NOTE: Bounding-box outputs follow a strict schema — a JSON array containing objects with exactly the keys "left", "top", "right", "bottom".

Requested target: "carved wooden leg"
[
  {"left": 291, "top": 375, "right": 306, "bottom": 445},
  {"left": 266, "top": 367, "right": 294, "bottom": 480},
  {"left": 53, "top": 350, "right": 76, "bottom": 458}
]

[WHAT YOU NEED TO DO]
Output every record above a second time, exactly.

[ANSWER AREA]
NOTE: Bounding-box outputs follow a strict schema — a JSON array containing objects with exactly the keys "left", "top", "right", "bottom".

Requested target: "carved wooden leg"
[
  {"left": 291, "top": 375, "right": 306, "bottom": 445},
  {"left": 266, "top": 367, "right": 294, "bottom": 480},
  {"left": 53, "top": 350, "right": 76, "bottom": 458}
]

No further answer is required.